Monsieur le président, monsieur le haut-commissaire, mes chers collègues, à l’issue de la réunion de la commission mixte paritaire, les parlementaires, au-delà des clivages politiques, ressentent une certaine frustration à l’égard de cette affaire de « grand emprunt ».
En effet, les sommes affectées au financement des priorités nationales seront externalisées. Une fois déléguées aux opérateurs, elles sortiront de l’écran radar du Parlement. Le débat a porté sur l’affectation du produit de l’emprunt, par exemple aux transports ou au logement, mais aussi sur la possibilité de conserver sous notre œil vigilant une réserve de précaution. Il a mis en évidence qu’une fois ce collectif adopté, nous ne disposerons plus de moyens d’action sur les choix opérés en amont.

· · · ·

**Exercices à résoudre:**
#1 Reformulez sous forme de liste le paragraphe de l'extrait cité qui commence par « En effet, les sommes affectées », en gardant ses faits principaux.
#2 Citez le passage de l'extrait cité qui débute à « En effet, les » et s'achève à « opérés en amont. ».
Les lignes ci-après proviennent d'une autre source.

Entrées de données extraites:
· · · ·

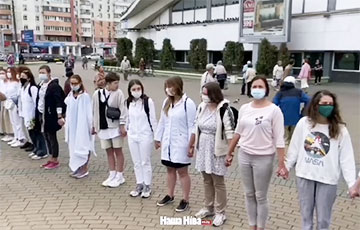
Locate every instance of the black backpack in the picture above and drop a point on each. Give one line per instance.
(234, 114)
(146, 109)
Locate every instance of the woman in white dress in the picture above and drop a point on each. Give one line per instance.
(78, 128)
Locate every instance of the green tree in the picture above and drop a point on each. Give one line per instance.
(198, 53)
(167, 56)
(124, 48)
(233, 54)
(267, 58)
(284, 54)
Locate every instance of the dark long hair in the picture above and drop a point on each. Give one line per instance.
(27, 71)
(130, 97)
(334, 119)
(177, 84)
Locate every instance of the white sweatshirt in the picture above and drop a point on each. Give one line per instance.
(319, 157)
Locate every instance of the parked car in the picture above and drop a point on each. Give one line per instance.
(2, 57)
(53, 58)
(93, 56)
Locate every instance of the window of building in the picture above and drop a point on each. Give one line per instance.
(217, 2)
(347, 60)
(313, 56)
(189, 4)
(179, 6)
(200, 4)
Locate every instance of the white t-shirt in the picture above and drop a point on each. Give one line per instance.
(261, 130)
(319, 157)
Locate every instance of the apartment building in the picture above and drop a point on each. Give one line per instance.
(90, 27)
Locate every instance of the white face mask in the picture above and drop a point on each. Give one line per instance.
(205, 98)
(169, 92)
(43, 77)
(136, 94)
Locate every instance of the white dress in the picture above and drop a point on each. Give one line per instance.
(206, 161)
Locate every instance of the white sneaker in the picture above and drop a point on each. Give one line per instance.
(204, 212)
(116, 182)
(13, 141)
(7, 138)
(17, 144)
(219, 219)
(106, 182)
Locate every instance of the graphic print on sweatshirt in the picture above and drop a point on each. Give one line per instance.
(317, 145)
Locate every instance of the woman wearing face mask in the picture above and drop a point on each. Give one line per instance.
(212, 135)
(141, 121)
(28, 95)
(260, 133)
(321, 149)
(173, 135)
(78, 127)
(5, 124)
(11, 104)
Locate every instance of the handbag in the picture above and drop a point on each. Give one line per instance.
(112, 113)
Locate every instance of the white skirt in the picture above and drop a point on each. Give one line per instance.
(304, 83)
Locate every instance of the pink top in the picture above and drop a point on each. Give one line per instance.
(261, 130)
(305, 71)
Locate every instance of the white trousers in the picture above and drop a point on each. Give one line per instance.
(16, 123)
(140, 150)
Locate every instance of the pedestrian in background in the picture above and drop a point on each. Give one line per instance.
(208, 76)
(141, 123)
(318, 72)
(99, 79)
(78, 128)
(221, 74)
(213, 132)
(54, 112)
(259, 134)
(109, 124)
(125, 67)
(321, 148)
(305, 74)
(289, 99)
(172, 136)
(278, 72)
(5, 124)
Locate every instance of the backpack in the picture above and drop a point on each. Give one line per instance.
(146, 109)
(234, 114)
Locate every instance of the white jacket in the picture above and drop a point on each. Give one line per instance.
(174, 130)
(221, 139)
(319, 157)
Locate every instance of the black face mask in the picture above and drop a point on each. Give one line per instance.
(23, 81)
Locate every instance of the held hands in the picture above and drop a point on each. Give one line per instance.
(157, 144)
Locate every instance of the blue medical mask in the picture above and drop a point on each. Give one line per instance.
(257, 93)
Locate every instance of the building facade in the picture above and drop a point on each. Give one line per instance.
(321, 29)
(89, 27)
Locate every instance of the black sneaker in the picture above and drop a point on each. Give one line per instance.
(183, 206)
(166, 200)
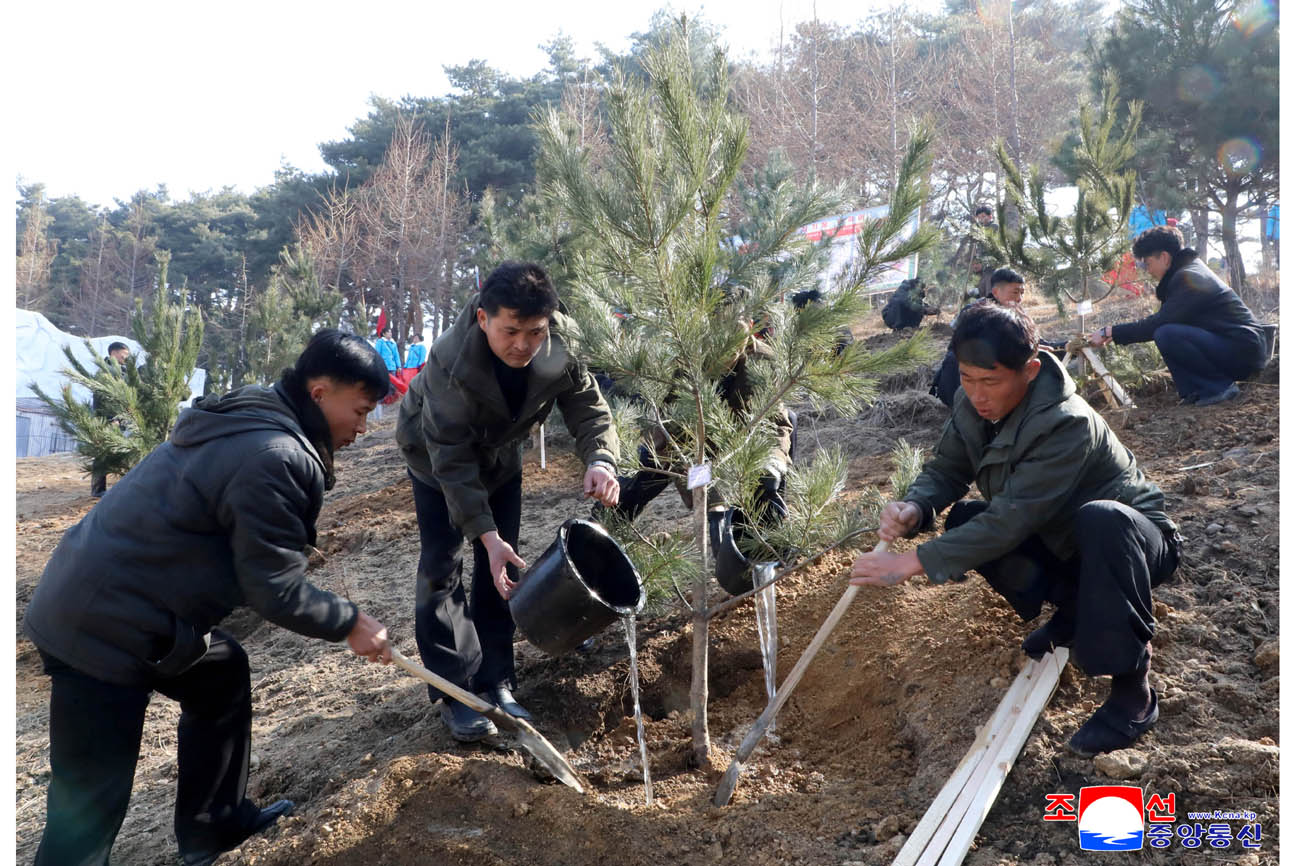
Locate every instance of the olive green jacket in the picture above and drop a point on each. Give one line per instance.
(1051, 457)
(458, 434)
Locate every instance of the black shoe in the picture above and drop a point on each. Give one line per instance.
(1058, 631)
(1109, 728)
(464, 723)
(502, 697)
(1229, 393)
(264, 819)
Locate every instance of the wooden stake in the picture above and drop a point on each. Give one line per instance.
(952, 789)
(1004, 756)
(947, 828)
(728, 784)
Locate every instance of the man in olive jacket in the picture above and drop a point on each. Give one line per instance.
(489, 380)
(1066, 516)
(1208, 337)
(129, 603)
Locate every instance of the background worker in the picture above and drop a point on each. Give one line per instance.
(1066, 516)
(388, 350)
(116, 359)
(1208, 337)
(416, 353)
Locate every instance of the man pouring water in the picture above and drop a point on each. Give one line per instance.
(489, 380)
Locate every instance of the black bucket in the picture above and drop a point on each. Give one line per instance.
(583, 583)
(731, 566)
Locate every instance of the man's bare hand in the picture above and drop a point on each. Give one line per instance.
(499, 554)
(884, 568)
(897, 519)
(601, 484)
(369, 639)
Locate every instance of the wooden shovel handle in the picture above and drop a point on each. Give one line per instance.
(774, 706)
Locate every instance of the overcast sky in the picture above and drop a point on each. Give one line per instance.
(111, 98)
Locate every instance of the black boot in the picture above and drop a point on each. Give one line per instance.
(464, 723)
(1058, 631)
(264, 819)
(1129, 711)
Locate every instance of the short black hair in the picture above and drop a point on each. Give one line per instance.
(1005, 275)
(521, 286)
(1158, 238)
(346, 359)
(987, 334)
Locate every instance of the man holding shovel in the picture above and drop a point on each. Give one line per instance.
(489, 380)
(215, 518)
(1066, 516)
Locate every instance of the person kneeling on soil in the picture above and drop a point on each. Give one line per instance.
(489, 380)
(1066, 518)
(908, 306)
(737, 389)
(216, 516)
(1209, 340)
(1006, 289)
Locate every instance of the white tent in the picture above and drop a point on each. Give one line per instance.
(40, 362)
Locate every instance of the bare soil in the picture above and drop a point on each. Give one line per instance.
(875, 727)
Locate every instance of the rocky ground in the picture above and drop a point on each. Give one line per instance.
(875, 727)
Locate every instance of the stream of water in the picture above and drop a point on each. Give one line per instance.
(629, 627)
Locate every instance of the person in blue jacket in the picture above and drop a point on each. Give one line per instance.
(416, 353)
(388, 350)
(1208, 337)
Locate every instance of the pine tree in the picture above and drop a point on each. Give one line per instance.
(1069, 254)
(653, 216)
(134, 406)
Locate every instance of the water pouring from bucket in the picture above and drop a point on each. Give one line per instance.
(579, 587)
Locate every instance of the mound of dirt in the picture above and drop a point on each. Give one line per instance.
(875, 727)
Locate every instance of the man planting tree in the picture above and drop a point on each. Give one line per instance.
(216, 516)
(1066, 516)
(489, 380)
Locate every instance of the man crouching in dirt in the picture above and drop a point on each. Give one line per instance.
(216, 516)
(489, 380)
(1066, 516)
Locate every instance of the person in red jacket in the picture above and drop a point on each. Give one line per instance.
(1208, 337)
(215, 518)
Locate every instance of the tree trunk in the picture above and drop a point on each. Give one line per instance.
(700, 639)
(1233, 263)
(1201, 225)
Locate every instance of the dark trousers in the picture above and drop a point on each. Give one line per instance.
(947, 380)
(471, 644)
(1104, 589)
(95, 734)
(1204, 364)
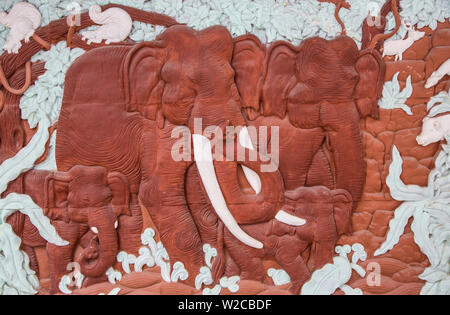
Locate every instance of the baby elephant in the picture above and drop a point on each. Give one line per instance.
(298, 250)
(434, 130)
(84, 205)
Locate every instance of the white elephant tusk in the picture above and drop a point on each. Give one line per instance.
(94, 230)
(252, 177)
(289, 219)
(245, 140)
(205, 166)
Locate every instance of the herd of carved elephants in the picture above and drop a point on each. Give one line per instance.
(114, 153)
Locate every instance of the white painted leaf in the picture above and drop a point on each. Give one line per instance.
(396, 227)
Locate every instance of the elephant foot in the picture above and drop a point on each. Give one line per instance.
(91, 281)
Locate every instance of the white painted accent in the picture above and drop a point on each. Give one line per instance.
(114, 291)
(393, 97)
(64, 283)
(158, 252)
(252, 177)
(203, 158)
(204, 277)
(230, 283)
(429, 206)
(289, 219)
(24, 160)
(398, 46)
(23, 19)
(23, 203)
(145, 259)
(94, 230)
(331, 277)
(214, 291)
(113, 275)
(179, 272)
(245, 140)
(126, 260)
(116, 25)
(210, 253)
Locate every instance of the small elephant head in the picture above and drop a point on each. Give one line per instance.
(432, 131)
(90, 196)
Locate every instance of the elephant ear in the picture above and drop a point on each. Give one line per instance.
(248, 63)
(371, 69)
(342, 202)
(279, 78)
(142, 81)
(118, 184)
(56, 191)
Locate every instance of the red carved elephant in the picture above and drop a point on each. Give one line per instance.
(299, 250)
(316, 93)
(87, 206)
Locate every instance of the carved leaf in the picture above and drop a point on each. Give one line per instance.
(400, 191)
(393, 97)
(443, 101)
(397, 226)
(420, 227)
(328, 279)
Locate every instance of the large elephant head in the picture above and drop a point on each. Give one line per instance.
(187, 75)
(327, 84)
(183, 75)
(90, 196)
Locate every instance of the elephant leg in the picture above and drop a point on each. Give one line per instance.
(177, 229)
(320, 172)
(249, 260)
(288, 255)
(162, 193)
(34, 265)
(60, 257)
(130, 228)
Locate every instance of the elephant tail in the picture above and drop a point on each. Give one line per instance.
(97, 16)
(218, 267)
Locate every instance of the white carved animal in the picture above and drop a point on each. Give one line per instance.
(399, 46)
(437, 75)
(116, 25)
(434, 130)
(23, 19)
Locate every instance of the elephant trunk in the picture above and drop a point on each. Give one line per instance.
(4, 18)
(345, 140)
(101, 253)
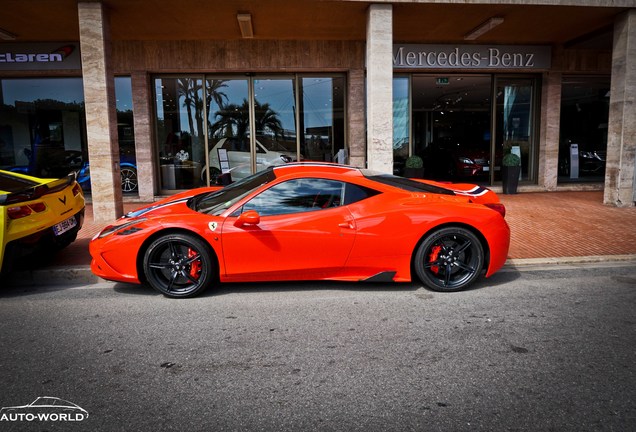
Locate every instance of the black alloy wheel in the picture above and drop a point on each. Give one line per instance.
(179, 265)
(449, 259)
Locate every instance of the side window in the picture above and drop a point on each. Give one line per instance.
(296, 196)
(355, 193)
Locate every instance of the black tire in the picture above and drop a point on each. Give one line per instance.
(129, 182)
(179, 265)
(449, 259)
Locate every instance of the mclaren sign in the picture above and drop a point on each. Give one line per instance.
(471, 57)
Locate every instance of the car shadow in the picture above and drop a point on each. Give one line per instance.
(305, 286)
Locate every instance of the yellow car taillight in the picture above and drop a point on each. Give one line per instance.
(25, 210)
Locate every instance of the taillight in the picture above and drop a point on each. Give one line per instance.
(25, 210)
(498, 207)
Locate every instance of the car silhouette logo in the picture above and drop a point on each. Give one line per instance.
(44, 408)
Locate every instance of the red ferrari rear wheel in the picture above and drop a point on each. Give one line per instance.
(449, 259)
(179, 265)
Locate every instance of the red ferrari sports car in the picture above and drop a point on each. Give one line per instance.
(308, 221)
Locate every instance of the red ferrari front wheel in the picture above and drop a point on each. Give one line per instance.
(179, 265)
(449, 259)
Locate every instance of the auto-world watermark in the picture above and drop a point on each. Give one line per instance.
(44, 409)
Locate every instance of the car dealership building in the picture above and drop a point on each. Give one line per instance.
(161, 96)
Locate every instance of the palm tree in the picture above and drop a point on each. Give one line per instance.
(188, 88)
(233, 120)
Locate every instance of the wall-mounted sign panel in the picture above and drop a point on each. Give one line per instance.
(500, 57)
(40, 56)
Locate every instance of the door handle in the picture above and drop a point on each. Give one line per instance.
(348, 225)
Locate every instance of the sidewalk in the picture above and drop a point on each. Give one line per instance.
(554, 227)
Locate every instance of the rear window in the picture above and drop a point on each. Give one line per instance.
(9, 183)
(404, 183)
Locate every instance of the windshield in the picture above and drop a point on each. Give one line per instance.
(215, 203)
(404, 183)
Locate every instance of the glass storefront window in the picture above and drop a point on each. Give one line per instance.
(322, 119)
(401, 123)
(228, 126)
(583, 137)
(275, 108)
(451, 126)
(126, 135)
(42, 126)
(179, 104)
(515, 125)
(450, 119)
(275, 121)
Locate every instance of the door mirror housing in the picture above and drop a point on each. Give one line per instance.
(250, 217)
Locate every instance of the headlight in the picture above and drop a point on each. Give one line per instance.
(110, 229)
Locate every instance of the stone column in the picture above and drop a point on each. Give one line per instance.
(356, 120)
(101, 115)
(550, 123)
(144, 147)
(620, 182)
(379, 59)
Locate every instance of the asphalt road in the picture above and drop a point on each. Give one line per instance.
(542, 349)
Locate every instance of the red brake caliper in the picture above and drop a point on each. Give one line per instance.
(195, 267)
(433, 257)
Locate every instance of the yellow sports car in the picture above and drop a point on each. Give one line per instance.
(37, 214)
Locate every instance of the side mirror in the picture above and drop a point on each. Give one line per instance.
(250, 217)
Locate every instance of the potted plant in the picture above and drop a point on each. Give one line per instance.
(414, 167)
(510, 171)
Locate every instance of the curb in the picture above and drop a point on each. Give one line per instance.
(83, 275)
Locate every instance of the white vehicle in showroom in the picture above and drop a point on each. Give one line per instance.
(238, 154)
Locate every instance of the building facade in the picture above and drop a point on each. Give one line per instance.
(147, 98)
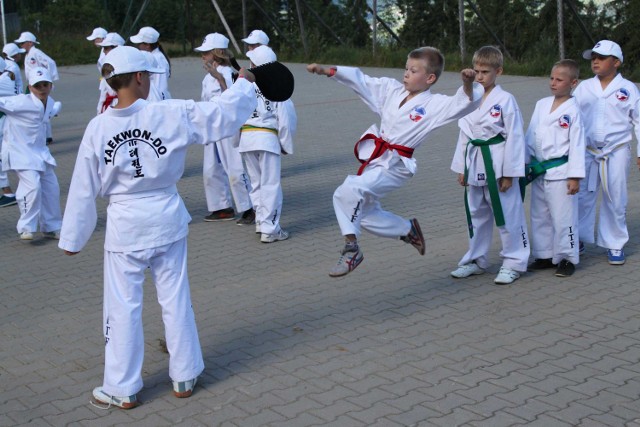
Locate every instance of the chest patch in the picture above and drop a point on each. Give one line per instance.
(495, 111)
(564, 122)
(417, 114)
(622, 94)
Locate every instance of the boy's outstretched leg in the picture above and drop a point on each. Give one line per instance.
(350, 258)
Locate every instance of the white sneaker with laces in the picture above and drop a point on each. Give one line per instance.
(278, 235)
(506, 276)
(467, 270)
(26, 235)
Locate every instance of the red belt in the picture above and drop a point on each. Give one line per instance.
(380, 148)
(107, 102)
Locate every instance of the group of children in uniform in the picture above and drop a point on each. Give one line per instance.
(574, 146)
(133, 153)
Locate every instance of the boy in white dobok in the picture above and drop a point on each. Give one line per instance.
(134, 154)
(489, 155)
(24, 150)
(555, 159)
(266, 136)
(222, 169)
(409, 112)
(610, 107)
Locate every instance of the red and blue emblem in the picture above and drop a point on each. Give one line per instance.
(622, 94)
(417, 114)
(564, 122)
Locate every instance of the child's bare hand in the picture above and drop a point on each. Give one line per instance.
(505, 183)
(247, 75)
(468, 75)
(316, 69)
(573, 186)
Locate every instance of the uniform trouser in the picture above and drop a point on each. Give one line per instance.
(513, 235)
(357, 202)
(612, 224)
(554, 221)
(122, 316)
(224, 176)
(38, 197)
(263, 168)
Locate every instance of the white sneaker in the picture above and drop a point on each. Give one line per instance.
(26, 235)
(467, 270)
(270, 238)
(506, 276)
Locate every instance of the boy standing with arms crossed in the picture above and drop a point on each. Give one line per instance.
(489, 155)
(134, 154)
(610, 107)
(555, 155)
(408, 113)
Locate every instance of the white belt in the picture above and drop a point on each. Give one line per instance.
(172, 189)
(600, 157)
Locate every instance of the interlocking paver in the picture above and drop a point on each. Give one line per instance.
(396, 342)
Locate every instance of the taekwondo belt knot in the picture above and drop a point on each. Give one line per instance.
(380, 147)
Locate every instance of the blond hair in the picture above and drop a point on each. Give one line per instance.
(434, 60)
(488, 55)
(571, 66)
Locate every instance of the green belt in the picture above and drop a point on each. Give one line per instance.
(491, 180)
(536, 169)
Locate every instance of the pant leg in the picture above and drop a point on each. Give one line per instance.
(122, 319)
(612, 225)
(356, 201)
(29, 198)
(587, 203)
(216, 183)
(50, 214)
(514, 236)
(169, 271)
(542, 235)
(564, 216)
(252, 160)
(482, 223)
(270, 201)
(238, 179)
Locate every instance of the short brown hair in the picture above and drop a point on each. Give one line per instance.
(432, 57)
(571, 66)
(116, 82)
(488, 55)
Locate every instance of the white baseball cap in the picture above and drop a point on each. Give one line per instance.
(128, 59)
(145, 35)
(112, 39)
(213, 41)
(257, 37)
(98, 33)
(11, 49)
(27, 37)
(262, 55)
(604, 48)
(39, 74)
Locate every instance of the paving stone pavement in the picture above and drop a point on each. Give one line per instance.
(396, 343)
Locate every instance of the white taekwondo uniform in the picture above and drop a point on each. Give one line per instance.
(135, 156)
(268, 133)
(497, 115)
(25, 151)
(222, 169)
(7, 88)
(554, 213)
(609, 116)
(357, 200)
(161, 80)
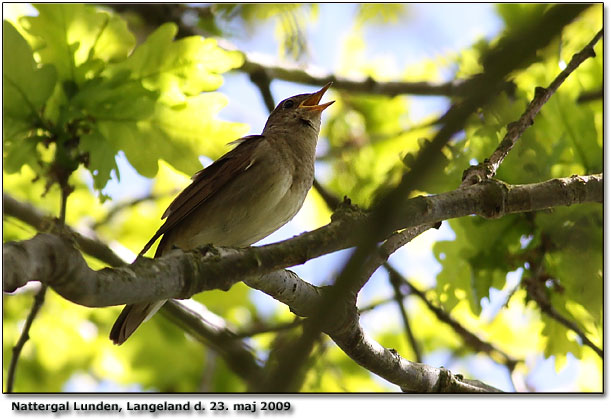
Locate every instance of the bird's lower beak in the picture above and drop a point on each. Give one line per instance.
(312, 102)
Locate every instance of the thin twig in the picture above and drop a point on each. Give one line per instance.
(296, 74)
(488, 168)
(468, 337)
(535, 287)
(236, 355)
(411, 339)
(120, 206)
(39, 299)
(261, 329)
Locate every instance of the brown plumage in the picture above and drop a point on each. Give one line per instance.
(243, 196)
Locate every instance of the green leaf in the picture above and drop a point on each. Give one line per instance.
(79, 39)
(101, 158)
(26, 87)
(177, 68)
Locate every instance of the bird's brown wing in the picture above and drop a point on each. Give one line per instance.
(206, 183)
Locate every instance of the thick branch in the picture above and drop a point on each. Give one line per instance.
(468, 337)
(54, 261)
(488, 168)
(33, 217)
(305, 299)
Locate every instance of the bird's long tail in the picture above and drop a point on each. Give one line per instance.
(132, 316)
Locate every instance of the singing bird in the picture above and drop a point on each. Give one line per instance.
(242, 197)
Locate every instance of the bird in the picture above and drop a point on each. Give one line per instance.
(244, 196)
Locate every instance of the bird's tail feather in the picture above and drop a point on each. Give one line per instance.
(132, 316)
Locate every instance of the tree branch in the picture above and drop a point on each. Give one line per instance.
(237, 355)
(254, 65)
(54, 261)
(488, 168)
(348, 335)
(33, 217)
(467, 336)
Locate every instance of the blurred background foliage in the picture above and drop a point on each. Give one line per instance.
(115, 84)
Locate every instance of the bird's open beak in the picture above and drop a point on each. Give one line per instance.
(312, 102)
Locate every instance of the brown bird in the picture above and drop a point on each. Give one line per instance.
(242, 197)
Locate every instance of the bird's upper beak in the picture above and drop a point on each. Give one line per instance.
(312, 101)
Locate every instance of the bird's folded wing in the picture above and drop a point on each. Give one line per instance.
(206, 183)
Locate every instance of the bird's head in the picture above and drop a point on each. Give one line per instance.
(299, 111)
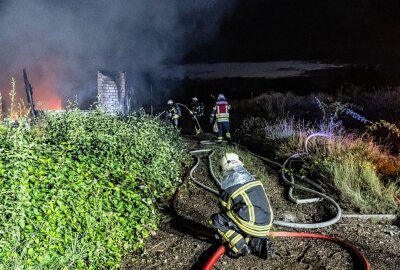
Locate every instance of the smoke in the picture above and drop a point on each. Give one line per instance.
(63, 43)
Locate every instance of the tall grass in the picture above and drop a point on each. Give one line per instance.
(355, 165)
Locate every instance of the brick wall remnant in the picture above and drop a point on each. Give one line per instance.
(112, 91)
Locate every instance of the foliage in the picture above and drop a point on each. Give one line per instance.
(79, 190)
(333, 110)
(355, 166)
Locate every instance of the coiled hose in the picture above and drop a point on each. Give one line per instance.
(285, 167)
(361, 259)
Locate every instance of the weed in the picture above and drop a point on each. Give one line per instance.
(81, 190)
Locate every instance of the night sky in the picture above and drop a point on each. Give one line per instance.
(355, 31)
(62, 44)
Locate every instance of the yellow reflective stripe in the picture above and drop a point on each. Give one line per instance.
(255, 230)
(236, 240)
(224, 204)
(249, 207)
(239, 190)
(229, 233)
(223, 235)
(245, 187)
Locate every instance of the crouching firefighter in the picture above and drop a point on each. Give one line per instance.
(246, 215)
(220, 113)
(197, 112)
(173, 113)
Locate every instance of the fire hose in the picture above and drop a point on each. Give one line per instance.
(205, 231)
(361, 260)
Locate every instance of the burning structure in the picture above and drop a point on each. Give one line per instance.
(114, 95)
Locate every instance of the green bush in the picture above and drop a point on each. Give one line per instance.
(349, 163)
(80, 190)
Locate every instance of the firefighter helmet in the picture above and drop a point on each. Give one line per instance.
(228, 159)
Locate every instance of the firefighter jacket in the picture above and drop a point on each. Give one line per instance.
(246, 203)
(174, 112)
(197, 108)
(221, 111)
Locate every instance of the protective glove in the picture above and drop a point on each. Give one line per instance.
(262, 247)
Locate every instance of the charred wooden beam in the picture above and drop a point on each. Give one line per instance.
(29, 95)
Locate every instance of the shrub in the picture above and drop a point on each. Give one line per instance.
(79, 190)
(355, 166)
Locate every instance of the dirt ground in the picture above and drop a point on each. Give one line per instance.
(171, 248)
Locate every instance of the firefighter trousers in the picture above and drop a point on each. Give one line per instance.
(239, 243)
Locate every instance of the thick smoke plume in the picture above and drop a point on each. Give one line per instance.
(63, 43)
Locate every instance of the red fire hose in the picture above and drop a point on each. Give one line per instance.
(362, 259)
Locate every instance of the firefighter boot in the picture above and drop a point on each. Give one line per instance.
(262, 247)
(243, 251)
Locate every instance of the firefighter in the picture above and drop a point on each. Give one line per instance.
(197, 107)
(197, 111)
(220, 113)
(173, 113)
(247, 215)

· · · ·

**Corrigé des exercices:**
#1
- Les sommes affectées au financement des priorités nationales seront externalisées.
- Une fois déléguées aux opérateurs, elles échapperont au regard du Parlement.
- Le débat a porté sur l'affectation du produit de l'emprunt, par exemple aux transports ou au logement.
- Il a aussi porté sur la possibilité de garder sous la surveillance des parlementaires une réserve de précaution.
- Il a montré qu'après l'adoption de ce collectif, le Parlement n'aura plus de moyens d'action sur les choix faits en amont.

#2
En effet, les sommes affectées au financement des priorités nationales seront externalisées. Une fois déléguées aux opérateurs, elles sortiront de l’écran radar du Parlement. Le débat a porté sur l’affectation du produit de l’emprunt, par exemple aux transports ou au logement, mais aussi sur la possibilité de conserver sous notre œil vigilant une réserve de précaution. Il a mis en évidence qu’une fois ce collectif adopté, nous ne disposerons plus de moyens d’action sur les choix opérés en amont.